AIM => Rewrite the rows in the stretch from the line containing "Each instance receives one keypoint. Annotate the shattered" through the line containing "(1000, 110)", replacing "Annotate" with "Mark" and leaving everything else unchanged; return only those rows.

GIVEN INFORMATION =>
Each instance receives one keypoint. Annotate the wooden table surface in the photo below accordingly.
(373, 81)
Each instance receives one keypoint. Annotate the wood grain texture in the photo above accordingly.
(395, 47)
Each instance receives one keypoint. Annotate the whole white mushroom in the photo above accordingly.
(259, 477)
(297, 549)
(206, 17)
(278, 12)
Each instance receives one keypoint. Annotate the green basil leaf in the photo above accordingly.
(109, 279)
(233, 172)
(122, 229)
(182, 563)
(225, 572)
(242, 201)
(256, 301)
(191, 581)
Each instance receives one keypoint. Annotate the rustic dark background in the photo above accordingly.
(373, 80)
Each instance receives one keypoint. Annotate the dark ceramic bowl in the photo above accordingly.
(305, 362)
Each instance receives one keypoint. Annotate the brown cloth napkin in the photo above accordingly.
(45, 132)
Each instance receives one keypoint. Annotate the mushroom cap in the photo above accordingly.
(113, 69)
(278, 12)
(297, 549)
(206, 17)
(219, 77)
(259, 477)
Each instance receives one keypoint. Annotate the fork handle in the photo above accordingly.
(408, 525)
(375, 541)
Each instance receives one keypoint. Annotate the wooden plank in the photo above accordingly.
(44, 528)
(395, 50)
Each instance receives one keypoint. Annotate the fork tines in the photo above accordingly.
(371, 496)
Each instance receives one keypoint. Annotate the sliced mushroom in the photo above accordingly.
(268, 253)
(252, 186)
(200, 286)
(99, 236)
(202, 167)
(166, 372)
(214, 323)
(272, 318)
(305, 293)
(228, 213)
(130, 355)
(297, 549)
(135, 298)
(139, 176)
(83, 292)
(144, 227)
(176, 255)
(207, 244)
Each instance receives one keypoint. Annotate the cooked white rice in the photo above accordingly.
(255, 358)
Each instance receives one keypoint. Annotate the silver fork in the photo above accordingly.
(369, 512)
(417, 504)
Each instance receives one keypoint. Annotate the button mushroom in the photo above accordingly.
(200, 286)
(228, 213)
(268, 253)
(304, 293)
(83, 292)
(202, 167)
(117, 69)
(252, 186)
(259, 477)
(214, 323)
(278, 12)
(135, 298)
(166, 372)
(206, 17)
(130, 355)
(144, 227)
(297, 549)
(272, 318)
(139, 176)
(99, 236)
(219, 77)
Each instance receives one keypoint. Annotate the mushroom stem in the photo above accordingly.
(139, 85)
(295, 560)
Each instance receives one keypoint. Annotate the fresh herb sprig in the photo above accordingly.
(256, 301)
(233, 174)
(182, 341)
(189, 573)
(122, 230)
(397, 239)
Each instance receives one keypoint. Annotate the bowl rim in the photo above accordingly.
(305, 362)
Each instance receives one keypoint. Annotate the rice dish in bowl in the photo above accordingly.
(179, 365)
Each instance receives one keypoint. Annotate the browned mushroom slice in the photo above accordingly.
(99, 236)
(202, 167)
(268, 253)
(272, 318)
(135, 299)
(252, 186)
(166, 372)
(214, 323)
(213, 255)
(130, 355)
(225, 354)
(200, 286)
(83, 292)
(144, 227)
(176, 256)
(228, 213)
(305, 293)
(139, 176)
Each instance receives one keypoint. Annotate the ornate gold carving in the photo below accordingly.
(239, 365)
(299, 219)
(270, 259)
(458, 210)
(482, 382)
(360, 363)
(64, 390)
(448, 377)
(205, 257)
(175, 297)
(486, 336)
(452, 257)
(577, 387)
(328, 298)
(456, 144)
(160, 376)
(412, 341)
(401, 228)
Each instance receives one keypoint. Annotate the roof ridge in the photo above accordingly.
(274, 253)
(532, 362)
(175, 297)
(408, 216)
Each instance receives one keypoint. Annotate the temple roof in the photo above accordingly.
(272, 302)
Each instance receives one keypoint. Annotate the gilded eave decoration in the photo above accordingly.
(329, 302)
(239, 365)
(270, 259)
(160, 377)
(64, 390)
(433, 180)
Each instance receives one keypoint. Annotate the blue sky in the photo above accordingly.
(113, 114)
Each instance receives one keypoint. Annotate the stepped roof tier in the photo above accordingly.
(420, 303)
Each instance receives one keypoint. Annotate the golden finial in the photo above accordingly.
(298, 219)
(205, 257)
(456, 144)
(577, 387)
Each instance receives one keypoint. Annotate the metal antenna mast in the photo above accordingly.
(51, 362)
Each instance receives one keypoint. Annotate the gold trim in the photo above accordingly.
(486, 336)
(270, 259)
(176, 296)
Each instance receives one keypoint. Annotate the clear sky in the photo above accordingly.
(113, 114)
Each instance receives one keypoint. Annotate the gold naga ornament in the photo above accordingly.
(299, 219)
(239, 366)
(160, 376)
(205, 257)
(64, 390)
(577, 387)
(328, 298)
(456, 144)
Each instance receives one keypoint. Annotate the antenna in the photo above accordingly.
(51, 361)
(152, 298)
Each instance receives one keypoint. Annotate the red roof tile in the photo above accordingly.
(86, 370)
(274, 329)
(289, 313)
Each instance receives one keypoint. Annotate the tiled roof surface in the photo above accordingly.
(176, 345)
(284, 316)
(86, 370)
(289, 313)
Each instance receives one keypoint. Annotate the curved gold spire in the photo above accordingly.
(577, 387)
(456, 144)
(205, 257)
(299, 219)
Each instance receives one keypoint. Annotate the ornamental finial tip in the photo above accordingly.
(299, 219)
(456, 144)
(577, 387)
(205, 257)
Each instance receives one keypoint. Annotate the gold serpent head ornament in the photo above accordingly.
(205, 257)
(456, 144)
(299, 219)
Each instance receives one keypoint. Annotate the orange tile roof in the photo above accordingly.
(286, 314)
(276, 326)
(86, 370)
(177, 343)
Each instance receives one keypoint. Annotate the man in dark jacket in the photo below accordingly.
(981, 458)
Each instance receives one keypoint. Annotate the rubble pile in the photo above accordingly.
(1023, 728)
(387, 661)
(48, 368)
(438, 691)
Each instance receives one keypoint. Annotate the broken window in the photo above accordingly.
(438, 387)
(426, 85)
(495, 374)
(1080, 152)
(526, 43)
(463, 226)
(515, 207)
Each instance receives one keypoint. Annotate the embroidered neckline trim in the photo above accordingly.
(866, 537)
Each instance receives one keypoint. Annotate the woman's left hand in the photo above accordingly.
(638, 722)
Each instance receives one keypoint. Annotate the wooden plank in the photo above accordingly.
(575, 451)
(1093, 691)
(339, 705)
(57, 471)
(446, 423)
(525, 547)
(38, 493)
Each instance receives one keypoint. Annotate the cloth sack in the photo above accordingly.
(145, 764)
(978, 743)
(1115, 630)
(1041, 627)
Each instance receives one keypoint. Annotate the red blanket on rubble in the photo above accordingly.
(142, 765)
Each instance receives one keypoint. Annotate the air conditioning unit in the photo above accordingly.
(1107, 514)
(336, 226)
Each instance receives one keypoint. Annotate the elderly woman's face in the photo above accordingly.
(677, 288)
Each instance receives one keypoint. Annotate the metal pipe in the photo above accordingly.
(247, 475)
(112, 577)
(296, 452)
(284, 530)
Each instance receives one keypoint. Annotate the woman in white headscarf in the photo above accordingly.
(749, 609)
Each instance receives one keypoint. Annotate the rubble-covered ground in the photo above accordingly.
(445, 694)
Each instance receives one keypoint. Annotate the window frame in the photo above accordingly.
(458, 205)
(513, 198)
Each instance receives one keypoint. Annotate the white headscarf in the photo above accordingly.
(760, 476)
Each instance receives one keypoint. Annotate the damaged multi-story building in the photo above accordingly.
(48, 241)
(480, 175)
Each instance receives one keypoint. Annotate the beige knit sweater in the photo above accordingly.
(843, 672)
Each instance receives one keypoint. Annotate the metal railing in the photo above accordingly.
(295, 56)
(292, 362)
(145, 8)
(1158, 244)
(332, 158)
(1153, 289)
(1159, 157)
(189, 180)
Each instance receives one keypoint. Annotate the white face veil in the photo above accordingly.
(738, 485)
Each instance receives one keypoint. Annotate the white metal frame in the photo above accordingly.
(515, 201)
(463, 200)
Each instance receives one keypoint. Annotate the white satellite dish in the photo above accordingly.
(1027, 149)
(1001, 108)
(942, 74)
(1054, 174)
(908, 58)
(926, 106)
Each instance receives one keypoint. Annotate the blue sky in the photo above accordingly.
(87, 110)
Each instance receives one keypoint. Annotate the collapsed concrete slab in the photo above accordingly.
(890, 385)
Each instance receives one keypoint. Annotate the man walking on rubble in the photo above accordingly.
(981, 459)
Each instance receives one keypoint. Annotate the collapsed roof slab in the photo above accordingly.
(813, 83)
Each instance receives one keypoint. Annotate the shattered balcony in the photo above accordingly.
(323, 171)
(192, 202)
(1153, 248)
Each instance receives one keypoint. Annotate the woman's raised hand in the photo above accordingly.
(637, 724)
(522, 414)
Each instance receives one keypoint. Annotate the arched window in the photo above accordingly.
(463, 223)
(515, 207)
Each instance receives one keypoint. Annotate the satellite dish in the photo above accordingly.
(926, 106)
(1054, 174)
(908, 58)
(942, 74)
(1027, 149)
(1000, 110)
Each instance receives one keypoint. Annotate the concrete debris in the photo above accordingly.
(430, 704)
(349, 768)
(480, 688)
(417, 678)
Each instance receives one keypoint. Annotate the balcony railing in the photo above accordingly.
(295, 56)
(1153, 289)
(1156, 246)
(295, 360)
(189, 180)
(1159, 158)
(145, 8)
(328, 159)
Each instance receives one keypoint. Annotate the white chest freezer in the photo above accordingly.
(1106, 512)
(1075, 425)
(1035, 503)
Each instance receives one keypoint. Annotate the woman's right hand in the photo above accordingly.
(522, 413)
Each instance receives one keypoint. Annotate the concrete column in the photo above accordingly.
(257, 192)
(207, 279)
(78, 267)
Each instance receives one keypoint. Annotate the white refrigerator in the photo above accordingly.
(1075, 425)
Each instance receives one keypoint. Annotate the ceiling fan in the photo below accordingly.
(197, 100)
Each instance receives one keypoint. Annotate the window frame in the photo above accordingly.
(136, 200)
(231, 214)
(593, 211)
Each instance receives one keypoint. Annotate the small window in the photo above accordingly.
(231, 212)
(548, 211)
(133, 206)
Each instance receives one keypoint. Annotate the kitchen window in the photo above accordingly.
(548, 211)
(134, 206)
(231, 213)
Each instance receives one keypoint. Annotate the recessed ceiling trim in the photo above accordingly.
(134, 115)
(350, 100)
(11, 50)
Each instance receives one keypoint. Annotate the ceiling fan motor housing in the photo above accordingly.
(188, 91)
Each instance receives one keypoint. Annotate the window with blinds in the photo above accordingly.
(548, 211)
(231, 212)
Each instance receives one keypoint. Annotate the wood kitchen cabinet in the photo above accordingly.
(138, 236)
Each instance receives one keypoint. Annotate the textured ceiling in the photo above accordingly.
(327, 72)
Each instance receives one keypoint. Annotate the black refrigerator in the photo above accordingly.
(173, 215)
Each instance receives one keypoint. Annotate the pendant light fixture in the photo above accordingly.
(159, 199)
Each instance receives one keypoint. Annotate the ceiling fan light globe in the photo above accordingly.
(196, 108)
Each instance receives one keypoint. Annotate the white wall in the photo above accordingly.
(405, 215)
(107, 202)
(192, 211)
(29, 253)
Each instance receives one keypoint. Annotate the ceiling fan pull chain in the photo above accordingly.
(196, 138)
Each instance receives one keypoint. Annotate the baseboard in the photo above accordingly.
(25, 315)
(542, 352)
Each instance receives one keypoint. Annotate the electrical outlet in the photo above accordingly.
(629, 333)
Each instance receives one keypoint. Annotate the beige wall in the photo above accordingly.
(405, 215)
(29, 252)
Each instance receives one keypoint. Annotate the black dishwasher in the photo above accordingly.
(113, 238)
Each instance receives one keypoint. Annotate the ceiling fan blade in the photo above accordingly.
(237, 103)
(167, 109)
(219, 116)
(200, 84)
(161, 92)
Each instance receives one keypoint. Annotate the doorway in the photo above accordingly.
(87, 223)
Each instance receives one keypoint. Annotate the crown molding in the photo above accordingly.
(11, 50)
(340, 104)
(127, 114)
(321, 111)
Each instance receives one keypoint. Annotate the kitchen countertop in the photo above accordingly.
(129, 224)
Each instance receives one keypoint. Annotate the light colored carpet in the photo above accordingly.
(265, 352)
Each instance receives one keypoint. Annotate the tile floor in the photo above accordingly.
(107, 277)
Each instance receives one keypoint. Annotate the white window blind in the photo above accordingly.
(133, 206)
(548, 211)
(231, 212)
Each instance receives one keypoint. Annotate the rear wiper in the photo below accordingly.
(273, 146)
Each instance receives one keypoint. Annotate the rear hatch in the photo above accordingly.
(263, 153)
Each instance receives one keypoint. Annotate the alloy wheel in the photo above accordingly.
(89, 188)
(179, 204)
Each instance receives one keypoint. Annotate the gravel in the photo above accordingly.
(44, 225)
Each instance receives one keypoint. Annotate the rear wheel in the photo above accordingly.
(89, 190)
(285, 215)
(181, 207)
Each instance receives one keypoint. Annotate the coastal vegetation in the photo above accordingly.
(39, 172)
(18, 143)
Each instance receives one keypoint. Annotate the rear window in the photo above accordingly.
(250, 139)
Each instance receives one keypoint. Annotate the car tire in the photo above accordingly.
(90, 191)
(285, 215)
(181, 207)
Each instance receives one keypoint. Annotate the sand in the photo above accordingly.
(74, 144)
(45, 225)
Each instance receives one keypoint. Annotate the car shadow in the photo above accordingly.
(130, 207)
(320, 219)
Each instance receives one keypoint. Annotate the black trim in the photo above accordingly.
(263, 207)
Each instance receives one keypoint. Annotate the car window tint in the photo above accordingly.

ANSWER TO THE TASK =>
Each instance receives one keypoint. Mark the shattered balcony in the photo above accordingly.
(323, 171)
(192, 202)
(1153, 248)
Each instance receives one keypoint. Mark the woman's raised hand in the photo above accordingly.
(637, 724)
(522, 414)
Each instance receives one keypoint. Mark the arched window in the photo above accordingly.
(463, 223)
(515, 207)
Each instance receives one keypoint. Mark the satellite dish in the photo above accordingly.
(926, 106)
(1054, 174)
(908, 58)
(942, 74)
(1027, 149)
(1000, 110)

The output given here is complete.